TASK DETAILS:
Report all lines of the records that contain "tree".

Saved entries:

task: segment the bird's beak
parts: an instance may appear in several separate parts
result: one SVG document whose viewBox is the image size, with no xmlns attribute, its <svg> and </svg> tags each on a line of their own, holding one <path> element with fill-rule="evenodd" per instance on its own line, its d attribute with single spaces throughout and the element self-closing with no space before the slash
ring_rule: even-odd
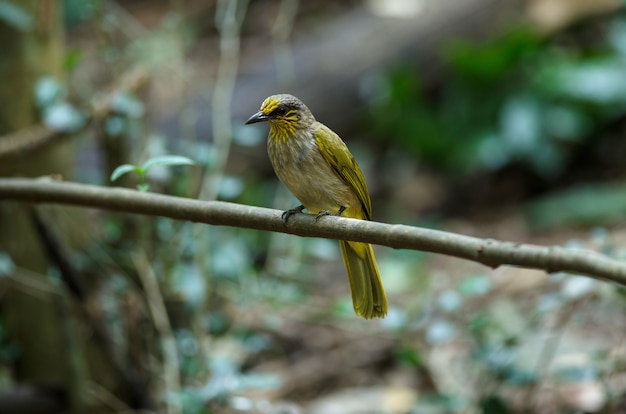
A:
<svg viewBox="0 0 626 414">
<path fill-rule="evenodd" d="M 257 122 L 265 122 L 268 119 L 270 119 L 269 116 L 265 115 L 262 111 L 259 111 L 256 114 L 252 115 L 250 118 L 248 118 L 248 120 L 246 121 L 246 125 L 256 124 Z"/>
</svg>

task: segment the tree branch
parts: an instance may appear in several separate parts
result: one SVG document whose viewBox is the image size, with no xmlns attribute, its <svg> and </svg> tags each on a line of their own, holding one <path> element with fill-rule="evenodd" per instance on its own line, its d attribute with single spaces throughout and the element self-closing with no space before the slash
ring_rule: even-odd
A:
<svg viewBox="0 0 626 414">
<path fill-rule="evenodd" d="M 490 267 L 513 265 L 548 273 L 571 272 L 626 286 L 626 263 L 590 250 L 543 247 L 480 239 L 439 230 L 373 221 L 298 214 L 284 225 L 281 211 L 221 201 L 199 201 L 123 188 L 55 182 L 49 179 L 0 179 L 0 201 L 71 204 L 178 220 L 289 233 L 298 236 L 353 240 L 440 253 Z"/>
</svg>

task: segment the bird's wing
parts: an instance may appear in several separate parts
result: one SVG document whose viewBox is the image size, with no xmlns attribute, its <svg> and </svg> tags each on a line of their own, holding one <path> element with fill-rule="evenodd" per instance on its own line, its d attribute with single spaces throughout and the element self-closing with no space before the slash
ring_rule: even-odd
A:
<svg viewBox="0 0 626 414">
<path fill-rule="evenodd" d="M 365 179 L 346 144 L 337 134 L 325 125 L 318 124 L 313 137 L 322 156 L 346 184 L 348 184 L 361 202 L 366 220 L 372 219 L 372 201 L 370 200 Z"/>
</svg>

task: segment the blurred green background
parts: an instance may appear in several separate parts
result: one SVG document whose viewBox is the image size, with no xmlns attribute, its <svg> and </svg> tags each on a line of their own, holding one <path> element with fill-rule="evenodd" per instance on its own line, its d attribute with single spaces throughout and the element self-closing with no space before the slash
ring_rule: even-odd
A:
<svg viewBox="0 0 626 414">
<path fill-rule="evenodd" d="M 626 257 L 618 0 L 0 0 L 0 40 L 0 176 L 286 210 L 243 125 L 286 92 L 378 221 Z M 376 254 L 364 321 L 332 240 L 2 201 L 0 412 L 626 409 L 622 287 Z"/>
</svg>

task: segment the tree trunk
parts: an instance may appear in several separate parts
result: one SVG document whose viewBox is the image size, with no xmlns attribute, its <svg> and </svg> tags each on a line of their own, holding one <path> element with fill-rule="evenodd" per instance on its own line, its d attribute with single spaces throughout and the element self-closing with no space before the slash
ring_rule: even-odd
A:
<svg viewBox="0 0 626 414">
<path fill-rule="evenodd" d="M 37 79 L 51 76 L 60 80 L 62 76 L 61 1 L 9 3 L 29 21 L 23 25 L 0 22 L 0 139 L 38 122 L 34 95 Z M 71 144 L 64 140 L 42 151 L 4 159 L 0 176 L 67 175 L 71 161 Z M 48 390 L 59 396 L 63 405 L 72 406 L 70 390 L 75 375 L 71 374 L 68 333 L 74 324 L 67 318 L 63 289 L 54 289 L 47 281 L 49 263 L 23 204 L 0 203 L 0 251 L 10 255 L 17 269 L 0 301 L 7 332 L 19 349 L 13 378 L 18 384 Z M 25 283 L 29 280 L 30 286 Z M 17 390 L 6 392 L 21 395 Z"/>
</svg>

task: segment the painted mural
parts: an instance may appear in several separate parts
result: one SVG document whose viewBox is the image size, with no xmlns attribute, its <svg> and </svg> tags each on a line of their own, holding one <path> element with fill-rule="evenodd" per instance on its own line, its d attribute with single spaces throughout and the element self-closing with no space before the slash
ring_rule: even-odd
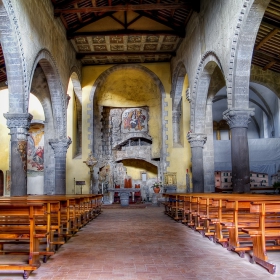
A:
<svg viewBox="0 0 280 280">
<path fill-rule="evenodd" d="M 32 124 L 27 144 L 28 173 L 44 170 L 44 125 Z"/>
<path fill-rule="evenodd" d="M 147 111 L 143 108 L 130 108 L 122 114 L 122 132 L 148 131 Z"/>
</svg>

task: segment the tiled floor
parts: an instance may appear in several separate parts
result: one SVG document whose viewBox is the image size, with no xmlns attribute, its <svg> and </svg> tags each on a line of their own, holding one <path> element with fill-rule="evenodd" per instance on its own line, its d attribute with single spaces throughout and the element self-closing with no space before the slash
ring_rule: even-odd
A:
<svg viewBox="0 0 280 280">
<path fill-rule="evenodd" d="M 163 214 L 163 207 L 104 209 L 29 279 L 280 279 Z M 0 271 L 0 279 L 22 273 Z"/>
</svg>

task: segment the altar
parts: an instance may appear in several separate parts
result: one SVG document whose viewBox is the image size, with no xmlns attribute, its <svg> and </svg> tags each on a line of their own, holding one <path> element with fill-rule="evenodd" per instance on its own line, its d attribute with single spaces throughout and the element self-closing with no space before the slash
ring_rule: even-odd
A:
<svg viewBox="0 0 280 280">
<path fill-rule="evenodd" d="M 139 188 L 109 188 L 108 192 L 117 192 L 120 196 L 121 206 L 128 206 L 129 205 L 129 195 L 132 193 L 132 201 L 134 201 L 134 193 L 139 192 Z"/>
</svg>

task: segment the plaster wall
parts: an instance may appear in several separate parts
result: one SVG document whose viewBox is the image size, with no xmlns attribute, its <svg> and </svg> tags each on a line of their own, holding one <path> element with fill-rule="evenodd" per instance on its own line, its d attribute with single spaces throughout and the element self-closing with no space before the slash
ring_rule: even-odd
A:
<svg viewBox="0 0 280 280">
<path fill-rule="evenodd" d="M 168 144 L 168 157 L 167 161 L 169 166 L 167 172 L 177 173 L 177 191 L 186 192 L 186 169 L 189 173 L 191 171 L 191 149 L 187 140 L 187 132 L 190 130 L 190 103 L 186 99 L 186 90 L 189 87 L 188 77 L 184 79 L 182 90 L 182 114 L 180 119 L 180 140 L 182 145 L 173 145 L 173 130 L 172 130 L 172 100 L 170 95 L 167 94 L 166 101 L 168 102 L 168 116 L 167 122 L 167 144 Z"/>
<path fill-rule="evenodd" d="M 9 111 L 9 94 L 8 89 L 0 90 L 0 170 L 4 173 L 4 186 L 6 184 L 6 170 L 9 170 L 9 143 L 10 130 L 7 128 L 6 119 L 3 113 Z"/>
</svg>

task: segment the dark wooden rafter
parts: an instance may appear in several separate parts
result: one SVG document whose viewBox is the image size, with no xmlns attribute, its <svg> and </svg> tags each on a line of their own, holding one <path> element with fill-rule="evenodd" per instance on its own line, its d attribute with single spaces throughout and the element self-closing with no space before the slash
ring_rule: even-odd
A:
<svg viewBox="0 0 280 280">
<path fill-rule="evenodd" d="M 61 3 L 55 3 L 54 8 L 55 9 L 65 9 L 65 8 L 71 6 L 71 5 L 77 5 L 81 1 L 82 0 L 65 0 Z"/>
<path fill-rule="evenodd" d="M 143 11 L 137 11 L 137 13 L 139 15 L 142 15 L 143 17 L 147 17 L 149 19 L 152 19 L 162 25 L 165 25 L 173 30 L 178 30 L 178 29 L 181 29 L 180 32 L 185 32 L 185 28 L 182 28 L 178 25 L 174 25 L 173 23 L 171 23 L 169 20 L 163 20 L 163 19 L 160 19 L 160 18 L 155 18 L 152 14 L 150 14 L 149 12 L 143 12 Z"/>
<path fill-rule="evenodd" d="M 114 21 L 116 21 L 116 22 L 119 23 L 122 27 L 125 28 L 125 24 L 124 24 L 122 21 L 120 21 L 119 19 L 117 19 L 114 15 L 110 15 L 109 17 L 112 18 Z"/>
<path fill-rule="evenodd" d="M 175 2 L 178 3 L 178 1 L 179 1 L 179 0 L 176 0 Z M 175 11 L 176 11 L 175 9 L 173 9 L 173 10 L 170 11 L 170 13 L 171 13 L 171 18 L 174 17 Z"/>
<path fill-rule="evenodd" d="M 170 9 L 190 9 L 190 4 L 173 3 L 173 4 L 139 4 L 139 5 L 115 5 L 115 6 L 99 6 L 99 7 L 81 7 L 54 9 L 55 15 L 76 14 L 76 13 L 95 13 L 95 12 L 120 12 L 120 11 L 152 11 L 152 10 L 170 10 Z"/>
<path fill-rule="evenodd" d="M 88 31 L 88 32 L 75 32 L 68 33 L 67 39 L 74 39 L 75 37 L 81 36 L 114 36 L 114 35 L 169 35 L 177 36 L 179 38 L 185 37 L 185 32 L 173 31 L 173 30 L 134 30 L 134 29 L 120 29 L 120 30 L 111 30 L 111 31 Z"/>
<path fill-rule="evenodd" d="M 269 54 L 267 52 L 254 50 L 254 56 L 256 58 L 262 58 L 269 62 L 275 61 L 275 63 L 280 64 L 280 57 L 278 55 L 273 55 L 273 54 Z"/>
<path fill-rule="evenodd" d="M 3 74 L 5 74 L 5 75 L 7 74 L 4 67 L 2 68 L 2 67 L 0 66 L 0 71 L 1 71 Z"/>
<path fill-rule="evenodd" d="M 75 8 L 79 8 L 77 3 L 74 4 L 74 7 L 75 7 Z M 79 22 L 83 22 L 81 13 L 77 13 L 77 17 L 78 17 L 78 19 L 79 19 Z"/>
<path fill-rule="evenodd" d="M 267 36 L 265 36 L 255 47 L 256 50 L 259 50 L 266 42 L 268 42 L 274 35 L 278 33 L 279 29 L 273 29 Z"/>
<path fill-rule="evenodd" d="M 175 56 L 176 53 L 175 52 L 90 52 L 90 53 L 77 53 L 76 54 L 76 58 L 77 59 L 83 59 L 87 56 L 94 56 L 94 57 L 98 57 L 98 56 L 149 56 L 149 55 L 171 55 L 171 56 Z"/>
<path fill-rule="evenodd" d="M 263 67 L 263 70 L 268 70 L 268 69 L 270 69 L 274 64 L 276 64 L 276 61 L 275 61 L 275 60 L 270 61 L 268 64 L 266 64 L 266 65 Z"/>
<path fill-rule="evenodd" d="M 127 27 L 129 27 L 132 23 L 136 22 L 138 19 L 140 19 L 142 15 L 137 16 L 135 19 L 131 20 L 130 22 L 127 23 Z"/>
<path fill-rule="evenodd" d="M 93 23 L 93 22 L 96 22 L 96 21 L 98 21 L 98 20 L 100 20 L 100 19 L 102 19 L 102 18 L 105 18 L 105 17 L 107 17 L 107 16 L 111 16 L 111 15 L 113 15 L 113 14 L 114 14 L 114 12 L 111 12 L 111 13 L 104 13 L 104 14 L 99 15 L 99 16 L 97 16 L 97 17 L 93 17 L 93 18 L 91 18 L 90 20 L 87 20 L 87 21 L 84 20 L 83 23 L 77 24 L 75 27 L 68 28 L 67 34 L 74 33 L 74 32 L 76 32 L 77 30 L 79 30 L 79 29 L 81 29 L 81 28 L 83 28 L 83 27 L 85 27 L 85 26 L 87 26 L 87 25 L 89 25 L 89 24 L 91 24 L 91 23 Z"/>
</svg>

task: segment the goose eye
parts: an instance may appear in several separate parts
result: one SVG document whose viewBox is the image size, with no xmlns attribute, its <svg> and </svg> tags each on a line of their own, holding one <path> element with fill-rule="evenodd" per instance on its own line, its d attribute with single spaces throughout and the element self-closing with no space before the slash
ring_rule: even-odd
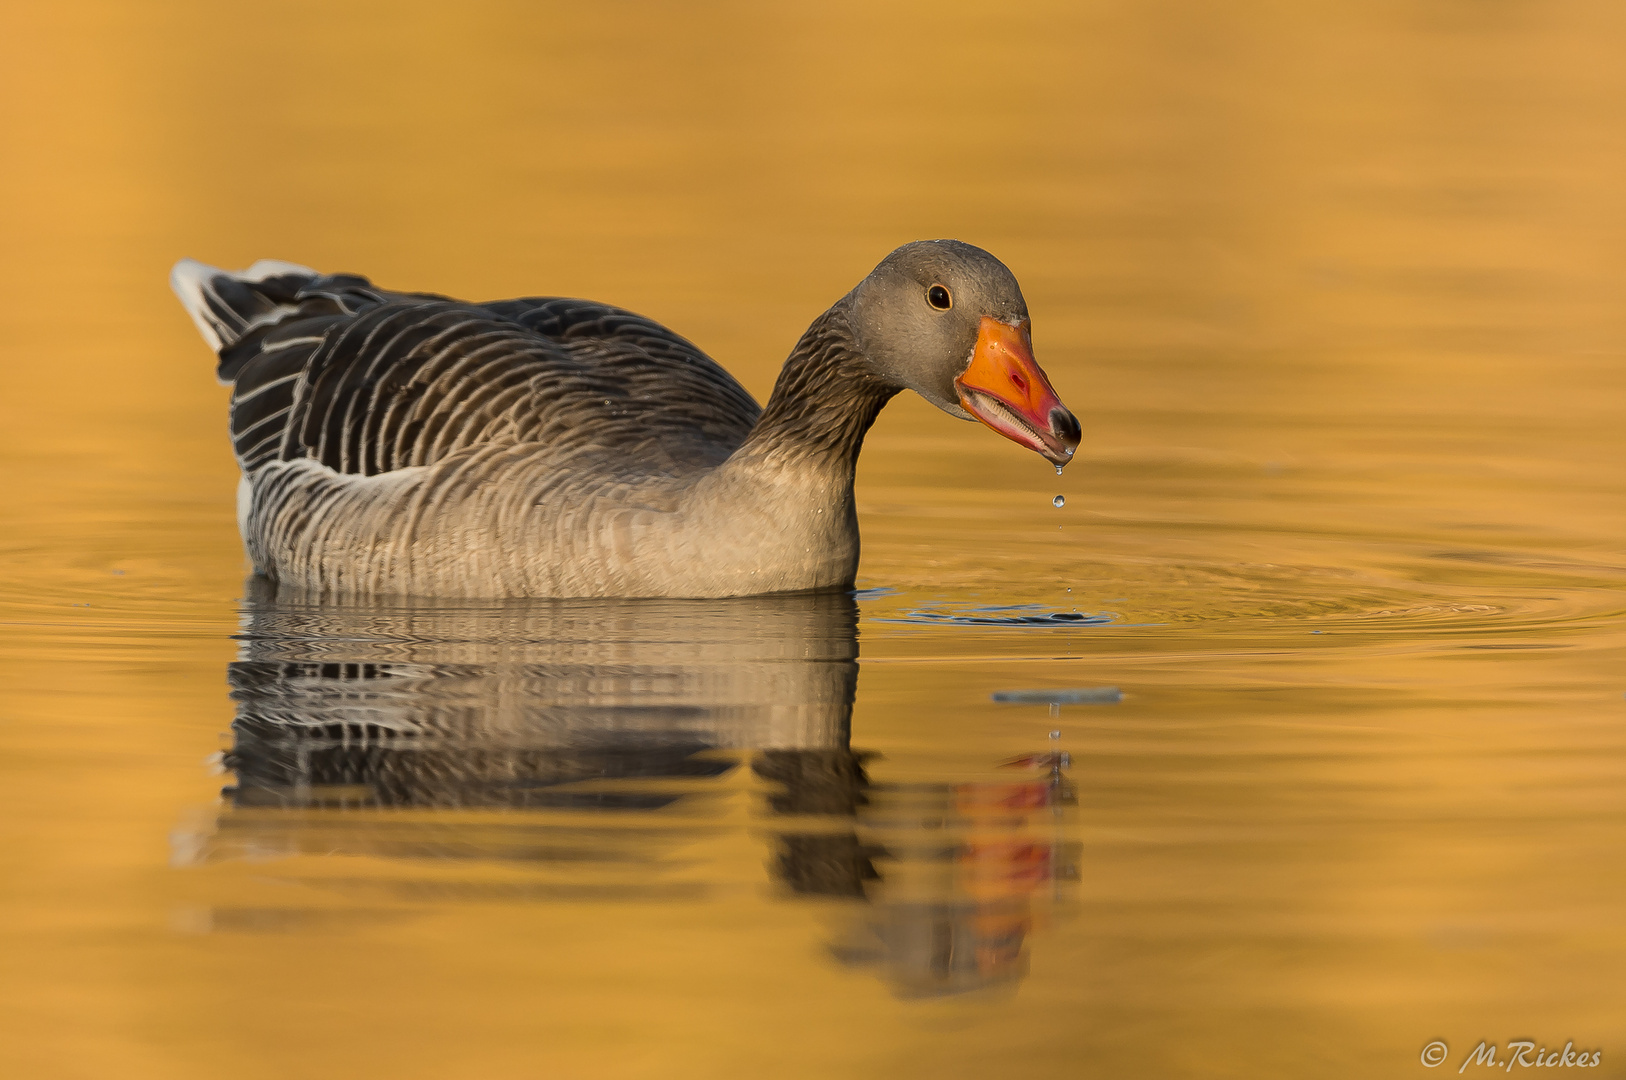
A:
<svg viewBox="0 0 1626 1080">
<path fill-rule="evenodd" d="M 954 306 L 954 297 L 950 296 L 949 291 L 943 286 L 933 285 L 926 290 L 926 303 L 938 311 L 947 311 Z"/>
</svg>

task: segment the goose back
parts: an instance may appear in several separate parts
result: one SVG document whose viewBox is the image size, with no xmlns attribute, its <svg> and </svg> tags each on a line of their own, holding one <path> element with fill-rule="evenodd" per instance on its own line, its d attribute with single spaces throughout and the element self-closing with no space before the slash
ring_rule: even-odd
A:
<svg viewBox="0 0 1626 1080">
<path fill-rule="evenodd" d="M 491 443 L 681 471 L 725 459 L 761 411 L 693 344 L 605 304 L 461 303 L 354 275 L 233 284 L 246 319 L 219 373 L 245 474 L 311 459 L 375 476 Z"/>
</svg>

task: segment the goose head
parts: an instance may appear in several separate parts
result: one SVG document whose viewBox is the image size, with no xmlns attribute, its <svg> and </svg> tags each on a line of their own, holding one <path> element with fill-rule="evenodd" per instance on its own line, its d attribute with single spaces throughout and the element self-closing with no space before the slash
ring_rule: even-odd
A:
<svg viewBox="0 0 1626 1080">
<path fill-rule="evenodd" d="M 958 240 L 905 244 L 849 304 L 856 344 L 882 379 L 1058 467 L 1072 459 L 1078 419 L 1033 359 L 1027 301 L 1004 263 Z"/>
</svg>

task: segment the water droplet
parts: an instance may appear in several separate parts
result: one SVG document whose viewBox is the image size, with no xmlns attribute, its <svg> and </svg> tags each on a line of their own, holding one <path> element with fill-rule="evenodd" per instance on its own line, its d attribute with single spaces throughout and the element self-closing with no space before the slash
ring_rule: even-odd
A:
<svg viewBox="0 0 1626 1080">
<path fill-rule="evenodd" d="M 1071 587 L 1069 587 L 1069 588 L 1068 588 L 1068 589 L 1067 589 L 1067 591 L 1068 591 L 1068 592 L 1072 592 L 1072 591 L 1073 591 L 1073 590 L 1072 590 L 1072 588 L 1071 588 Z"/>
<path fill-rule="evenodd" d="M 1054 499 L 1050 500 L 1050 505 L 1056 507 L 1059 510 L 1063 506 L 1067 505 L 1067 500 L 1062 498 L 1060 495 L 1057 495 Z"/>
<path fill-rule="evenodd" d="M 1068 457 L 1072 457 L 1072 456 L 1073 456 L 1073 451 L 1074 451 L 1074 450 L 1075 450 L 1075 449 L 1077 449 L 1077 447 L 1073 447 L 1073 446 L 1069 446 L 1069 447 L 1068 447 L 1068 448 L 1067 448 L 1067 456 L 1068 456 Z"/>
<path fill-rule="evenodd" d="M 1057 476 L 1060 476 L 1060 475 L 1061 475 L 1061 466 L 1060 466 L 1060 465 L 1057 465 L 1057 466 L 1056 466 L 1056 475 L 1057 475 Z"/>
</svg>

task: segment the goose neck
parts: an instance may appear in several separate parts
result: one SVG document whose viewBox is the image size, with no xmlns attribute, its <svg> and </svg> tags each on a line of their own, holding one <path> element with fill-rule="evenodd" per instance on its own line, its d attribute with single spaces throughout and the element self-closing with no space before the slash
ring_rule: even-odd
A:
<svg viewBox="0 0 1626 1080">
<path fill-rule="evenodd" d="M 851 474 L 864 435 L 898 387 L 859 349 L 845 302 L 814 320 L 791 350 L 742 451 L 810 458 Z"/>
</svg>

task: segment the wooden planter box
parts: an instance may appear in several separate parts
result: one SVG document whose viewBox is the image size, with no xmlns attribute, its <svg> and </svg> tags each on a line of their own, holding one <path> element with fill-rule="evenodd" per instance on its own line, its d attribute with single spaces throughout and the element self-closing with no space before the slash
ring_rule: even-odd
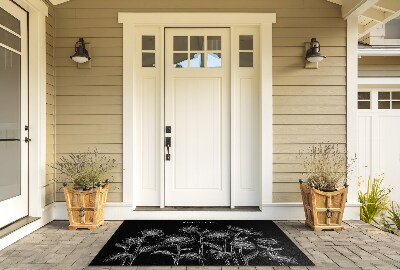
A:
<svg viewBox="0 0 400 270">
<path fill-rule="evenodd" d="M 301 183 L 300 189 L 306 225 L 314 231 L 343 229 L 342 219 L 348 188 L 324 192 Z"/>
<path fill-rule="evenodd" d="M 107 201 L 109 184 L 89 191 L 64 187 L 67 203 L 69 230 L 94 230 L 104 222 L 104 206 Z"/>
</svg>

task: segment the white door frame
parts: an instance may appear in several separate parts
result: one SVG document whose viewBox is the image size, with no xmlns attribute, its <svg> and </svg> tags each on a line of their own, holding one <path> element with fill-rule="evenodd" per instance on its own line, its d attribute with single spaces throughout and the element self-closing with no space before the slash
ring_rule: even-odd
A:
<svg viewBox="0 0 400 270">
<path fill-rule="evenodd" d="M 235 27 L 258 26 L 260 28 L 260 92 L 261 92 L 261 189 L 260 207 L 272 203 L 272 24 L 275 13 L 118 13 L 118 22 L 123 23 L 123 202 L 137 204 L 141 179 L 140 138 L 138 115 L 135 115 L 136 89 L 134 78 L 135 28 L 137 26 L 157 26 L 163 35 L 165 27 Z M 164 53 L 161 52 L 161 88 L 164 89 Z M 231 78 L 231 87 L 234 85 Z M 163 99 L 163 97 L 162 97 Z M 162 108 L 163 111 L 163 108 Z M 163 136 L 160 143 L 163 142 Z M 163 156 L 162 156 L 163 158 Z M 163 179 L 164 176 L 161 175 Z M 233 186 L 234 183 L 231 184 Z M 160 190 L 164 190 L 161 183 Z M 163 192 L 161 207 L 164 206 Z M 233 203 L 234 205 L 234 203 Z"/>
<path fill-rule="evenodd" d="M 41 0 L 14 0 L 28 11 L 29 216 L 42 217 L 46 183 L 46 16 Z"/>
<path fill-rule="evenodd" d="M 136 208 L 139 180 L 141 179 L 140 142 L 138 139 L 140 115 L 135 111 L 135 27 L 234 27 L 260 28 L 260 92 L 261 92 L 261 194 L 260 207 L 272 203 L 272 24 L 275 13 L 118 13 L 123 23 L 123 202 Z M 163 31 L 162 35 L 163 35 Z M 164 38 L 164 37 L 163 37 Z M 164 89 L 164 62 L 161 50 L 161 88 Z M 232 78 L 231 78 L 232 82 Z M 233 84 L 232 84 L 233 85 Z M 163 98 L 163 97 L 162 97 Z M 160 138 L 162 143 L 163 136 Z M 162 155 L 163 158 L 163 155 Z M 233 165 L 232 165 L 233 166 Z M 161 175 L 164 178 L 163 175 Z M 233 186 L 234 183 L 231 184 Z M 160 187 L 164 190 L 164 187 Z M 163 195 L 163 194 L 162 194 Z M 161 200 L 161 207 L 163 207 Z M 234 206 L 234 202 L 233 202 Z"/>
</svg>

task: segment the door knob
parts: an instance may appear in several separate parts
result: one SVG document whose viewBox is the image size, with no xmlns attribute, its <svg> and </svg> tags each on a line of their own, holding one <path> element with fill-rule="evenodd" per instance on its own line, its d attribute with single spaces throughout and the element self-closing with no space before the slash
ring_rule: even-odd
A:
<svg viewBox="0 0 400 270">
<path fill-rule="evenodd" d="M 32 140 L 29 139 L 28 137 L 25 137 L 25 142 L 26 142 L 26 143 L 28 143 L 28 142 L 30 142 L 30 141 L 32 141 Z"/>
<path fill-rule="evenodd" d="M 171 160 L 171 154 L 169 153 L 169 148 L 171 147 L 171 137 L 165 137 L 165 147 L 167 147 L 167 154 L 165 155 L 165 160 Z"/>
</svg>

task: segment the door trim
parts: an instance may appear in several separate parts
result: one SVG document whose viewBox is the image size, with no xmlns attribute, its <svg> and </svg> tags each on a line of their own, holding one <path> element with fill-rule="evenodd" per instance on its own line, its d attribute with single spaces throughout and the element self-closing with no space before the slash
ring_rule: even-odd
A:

EXERCISE SOLUTION:
task: segment the tree branch
task: segment the tree trunk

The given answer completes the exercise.